*Aim of the exercise*. Set down, without any change, the lines of the data below, from the line containing "Where can you spot the man in" through the final line of the data, with both of those lines included.

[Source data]
────────────────────

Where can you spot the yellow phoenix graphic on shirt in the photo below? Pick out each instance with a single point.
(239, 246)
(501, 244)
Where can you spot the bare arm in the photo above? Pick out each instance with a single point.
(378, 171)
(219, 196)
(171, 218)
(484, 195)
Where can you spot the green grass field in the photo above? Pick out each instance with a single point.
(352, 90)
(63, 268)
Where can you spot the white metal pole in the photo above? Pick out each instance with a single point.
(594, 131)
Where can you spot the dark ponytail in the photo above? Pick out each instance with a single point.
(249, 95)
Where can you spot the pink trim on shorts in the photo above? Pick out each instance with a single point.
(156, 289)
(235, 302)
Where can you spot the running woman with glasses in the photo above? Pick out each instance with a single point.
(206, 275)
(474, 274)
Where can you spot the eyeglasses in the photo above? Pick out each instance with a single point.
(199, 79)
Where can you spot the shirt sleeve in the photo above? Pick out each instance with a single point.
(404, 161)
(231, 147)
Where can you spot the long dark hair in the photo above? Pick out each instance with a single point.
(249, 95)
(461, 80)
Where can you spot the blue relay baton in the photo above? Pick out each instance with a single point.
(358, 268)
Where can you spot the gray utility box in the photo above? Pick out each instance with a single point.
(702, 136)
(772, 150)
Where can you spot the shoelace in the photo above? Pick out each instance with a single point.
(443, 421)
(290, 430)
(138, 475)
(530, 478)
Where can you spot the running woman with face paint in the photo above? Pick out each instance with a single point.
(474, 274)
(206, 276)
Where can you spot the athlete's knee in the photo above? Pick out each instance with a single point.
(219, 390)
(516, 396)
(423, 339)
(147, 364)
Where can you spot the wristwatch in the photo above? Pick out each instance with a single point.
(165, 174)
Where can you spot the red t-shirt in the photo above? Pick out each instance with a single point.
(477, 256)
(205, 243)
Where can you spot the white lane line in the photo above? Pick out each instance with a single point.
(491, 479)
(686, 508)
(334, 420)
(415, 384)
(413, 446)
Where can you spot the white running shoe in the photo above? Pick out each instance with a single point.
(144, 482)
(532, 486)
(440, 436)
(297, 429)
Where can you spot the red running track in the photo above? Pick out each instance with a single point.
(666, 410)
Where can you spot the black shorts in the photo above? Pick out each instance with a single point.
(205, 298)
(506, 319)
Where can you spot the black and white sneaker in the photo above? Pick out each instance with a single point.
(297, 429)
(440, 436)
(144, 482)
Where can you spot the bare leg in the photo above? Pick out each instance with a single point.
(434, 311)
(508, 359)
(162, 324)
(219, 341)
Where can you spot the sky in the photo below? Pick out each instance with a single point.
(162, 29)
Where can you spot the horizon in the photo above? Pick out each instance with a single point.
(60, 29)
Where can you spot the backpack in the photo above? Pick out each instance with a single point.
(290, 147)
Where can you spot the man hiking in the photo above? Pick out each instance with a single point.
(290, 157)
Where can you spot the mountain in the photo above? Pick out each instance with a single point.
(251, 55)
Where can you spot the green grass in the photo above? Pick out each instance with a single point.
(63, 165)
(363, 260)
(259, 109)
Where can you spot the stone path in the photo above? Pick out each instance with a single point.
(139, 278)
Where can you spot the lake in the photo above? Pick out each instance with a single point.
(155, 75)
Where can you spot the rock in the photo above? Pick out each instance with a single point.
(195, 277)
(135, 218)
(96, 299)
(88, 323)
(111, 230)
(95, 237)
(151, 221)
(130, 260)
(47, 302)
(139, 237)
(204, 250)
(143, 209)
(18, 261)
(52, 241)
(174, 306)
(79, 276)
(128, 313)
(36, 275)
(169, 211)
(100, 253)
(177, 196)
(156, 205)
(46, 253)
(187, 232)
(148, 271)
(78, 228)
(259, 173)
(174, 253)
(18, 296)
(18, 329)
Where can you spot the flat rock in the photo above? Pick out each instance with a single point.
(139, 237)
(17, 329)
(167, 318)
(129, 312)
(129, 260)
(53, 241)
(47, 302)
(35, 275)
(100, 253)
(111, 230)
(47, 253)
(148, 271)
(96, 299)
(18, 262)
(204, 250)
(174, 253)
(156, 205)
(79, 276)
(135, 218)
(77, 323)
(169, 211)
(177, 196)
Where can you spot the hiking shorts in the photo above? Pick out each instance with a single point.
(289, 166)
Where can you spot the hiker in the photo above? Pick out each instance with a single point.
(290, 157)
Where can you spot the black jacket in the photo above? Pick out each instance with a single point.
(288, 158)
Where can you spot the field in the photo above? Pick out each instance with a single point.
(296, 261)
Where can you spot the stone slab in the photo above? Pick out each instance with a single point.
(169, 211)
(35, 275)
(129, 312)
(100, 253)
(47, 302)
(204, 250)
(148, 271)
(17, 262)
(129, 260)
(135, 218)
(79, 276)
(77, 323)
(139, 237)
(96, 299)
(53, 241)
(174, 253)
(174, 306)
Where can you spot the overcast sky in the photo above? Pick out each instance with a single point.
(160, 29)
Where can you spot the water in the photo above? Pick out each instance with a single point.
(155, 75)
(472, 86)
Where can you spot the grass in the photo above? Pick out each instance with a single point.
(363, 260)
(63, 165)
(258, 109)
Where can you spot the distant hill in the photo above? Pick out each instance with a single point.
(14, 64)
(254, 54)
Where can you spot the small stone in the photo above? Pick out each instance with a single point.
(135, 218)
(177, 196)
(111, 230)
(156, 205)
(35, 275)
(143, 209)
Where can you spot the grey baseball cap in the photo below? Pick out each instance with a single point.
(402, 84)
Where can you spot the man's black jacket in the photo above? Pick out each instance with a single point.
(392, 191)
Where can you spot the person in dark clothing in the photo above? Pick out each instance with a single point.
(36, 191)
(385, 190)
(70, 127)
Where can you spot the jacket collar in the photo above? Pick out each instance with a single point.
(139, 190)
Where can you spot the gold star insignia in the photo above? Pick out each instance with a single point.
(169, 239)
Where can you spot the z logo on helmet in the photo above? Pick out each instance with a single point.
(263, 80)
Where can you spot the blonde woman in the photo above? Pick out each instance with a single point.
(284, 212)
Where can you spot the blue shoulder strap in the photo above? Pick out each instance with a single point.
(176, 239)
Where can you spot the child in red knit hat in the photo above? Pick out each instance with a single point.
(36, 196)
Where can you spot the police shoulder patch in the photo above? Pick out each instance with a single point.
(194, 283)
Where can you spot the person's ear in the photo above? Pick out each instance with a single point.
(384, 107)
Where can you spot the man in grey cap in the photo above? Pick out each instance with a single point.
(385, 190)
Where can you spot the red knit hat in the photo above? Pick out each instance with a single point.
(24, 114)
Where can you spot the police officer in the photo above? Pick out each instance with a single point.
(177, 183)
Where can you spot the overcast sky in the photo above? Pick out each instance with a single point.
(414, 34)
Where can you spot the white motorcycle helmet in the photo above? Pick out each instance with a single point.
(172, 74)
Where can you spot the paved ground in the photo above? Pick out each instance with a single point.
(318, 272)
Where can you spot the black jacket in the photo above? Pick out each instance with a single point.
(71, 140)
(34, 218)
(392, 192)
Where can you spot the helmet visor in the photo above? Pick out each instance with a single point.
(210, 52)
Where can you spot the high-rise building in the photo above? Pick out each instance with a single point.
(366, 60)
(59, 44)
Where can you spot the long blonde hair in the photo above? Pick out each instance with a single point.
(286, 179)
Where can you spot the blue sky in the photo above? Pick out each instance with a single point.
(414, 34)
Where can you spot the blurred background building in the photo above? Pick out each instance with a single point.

────────────────────

*Expected output*.
Where can you spot the man in grey cap in the photo above? Pick out each instance with a single point.
(385, 190)
Where can you spot the red knit hat in the photo above? Pick out each instance with a single point.
(24, 114)
Where can you spot the police officer in the photo above? Pick out each instance with a single point.
(177, 183)
Where can you spot the overcast sky in the photo above? Pick out each instance with a single point.
(414, 34)
Where can you spot the white motorcycle helmet in the photo above? Pick out each instance with a single point.
(172, 74)
Where can you spot the paved ground in the photo above? Pick out each instance with a single point.
(318, 272)
Where can you spot the black jacket in the photo above? Pick out each instance with a single point.
(71, 140)
(34, 218)
(392, 192)
Where can you spot the helmet visor in the photo above? Pick out each instance with a single point.
(210, 52)
Where can you spot the high-rise building in the photo above? Pick out each instance with a single point.
(366, 60)
(59, 44)
Where can you spot the long blonde hair in the photo above? Pick out each instance with a single point.
(286, 179)
Where can you spot the blue sky in the photo above? Pick out each instance with a single point.
(414, 34)
Where can you spot the blurred background building in the photo above? Pick out each instance with a single point.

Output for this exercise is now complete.